Task instructions:
**a)** List every requirement given under "Requirements:" in the game design post below.
**b)** For each statement below, decide whether it agrees with the game design post that follows, and answer yes or no with the deciding words quoted from the post.
(i) The author found choosing a genre difficult.
(ii) The author feels the lack of story when playing hidden object games.
(iii) The team wanted to give players a lovable character.
**c)** Write the next part of the game design post below, starting after its last sentence.

Page text:
________________________________________

Mission: Design a Cute Little Game
Nihan İşler
Feb 19, 2023
Requirements:
Easy to code
Easy to animate
Everyone can play
Can be turned into a series
Fits to a genre but has a unique thing
Step 1. Choose a genre
This part was a piece of cake actually. I love hidden object games since the days when we had to play them with a pen and book and it meets all the requirements. How hard can it be to adapt a pencil-and-paper game into a video game, right? I guess we’ll see :)
Step 2. Give it a background story that is easy to convey
I don't feel the lack of story when I play hidden object games, but when it is there, it makes them unique. That’s why we wanted to give a little story and a lovable character for players to engage.

________________________________________

Entries pointing to named objects

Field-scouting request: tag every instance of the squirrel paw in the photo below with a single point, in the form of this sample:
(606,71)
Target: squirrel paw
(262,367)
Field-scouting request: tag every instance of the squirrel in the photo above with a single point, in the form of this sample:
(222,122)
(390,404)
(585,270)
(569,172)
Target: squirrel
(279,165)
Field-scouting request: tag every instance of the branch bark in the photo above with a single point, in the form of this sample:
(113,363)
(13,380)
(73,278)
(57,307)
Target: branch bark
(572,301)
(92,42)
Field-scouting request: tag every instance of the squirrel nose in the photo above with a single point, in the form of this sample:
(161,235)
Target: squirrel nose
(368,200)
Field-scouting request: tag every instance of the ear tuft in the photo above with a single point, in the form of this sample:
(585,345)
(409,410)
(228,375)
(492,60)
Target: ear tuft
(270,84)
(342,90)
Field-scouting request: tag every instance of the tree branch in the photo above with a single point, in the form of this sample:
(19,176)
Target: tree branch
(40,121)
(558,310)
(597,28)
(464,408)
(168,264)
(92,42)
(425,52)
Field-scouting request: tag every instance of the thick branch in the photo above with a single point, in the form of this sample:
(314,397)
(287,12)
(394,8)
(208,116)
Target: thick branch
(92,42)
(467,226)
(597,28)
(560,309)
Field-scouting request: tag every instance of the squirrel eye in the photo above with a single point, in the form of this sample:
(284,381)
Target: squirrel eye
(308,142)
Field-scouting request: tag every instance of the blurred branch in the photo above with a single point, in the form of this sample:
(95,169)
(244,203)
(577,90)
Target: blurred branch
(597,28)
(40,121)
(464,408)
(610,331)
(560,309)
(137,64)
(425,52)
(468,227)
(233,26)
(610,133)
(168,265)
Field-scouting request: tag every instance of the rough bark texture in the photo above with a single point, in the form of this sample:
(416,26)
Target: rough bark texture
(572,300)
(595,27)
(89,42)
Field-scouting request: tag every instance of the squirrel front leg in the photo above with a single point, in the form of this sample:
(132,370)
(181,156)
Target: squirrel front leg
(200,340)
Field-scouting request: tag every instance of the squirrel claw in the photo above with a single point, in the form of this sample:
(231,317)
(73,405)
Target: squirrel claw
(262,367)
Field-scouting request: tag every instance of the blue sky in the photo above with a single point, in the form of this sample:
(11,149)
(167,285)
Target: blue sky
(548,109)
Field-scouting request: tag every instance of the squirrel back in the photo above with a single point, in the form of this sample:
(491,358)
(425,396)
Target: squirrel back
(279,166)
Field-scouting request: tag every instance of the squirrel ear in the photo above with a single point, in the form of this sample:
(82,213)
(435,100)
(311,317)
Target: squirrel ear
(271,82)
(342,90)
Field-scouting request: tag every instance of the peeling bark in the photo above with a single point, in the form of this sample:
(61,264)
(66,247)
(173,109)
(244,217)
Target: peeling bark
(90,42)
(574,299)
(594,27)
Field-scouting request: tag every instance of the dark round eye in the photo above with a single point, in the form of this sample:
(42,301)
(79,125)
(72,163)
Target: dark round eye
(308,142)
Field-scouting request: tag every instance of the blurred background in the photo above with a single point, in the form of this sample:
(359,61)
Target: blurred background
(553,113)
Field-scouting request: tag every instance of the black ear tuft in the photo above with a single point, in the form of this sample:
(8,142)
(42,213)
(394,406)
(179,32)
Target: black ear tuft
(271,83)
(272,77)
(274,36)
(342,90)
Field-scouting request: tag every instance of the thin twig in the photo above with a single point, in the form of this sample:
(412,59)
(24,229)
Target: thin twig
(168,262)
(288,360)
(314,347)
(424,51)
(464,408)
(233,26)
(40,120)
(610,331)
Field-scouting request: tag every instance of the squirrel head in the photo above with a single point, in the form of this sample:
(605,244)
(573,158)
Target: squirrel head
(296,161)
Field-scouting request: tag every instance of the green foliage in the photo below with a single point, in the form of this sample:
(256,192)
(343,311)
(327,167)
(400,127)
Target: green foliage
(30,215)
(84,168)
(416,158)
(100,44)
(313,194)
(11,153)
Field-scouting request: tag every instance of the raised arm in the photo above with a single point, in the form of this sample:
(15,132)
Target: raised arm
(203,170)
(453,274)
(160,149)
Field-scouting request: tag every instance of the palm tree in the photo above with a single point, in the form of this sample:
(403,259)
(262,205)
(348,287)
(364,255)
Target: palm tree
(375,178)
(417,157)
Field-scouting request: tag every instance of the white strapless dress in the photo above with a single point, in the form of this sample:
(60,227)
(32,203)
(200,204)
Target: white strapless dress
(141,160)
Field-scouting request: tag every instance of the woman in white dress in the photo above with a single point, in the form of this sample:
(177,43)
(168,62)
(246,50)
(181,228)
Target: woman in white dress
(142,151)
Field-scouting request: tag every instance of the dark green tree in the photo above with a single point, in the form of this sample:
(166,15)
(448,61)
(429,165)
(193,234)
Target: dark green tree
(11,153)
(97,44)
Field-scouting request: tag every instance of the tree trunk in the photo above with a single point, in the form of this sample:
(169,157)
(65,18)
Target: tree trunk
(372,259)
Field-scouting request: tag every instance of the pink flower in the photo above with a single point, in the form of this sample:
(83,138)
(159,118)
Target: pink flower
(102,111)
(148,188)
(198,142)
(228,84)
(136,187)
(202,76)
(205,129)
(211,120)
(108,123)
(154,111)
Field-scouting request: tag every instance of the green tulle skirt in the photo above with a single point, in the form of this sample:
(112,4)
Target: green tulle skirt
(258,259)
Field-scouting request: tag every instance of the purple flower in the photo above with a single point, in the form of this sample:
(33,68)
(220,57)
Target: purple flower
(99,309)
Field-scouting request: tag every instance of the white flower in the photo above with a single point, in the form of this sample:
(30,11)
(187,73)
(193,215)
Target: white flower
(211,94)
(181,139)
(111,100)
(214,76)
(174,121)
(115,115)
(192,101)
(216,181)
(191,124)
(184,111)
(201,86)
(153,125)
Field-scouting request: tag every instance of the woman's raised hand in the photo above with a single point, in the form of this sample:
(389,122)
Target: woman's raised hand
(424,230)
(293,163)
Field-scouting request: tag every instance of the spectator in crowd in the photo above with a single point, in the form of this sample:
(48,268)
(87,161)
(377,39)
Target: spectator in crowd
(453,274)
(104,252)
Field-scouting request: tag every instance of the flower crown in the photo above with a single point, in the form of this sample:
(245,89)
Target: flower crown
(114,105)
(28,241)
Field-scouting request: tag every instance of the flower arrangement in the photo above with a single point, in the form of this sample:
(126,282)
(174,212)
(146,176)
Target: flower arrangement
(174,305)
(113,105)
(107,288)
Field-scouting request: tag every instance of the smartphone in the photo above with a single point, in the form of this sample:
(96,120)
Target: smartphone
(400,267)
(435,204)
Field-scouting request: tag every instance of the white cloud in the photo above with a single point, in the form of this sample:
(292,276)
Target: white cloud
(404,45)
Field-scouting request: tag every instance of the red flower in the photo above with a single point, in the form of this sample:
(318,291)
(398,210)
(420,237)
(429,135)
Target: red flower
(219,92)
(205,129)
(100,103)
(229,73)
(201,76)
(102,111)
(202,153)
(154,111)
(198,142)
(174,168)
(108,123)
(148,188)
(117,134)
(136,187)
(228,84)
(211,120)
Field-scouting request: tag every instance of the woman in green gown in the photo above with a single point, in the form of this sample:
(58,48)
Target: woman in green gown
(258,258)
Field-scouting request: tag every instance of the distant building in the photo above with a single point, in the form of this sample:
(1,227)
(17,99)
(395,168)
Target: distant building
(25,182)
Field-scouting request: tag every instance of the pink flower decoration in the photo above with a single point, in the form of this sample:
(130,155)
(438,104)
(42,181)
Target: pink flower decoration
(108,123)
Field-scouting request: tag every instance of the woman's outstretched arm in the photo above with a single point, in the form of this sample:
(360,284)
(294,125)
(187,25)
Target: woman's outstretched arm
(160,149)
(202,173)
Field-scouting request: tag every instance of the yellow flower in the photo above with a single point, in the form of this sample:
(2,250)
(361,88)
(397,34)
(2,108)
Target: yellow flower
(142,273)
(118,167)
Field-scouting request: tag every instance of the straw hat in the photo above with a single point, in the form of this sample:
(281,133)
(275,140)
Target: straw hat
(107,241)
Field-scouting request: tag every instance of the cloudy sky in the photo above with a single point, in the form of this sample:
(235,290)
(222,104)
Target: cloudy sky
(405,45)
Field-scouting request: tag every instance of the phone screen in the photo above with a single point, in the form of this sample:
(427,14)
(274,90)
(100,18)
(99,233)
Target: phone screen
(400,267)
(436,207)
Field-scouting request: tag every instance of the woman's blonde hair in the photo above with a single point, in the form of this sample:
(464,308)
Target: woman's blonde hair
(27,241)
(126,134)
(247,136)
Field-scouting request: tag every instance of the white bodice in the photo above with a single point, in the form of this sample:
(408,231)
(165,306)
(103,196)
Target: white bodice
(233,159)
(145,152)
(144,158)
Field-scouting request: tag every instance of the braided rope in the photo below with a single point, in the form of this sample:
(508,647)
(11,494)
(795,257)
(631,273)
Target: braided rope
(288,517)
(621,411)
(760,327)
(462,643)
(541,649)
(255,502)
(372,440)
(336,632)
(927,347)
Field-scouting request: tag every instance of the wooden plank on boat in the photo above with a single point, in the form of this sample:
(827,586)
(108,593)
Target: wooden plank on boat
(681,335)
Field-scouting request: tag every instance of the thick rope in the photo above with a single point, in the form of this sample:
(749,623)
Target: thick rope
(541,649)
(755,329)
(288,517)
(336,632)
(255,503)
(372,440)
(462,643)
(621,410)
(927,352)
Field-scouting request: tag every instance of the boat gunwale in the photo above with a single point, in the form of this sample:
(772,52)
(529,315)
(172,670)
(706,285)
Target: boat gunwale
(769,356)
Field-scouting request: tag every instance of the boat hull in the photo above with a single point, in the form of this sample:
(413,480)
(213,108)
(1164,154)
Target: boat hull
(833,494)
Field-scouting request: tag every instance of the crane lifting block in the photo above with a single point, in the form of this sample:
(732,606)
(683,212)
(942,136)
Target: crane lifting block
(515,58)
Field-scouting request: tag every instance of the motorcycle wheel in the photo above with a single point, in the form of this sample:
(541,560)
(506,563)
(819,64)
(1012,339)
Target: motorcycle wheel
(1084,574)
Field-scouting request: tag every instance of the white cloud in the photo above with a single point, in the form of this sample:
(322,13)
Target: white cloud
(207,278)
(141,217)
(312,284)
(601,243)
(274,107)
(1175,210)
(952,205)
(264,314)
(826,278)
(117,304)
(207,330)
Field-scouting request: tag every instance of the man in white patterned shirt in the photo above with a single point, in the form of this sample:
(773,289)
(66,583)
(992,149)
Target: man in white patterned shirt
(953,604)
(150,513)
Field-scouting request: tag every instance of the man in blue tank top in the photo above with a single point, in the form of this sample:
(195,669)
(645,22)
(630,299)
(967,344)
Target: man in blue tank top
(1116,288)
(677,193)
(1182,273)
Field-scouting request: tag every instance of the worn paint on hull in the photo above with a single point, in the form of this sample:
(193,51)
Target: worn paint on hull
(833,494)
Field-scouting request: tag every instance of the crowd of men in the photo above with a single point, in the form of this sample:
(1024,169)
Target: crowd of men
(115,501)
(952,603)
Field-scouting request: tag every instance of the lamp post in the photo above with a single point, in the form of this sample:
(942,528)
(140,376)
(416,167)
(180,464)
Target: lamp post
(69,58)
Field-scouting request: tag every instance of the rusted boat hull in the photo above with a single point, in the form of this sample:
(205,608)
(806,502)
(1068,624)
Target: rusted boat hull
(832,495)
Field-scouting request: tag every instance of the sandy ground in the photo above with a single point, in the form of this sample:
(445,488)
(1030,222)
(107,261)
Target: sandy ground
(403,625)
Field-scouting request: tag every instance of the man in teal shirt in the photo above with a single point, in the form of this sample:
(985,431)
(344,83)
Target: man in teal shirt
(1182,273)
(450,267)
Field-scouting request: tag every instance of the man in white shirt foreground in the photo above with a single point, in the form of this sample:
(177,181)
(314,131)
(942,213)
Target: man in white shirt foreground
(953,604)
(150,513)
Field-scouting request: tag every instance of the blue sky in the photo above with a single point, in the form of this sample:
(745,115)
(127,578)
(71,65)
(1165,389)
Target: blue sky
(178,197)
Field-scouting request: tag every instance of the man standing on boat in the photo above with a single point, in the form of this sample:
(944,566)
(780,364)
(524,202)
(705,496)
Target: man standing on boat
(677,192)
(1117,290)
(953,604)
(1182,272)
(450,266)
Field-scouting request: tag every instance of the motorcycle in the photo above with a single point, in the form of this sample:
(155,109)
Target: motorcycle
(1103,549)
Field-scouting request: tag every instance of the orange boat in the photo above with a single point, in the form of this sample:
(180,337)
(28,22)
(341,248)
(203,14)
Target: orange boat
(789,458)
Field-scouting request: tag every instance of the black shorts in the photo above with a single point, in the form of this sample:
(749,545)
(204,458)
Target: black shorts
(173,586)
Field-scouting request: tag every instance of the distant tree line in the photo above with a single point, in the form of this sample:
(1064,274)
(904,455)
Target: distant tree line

________________________________________

Answers:
**a)**
Easy to code
Easy to animate
Everyone can play
Can be turned into a series
Fits to a genre but has a unique thing

**b)**
(i) No: "This part was a piece of cake actually."
(ii) No: "I don't feel the lack of story when I play hidden object games"
(iii) Yes: "we wanted to give a little story and a lovable character for players to engage."

**c)**
I wrote down 7 different concepts and read them to the team. Everyone immediately choose the same one and that was my days of thinking gone down the drain because it was my first idea and it was also my favorite too, I don't know why I bothered to write the others. We were not a teenager mutant who couldn’t control his power and made weird things happen to the city for us to find and fix. Or we were not an old witch who tries to find and hide everything related to magic before the inquisitors arrive to the village. We were a brave, silly time agent who collects modern-day objects in some ancient city because of the mess his hot arch-nemesis created. I mean, imagine a Roman emperor in his blue-jeans! That’s hilarious.
Step 3. Determine the setting
We decided to choose a real ancient site so we could use it as a reference, like the Roman Forum in Rome. So I started to dive into it, found its maps, lists of buildings and their purposes, documentaries, 3d reconstruction models, its chronology, population over time, families, what they eat, how they pee, which colors do they use… Then at some point, being able to find so much information with so little effort made me think that it was over-used. Then it hit me, why was I using a place that everyone knows and has been covered many times, when there are plenty of places we are quite familiar with but less well known? Then I turned to one of my favorite archeological sites in our country: Patara!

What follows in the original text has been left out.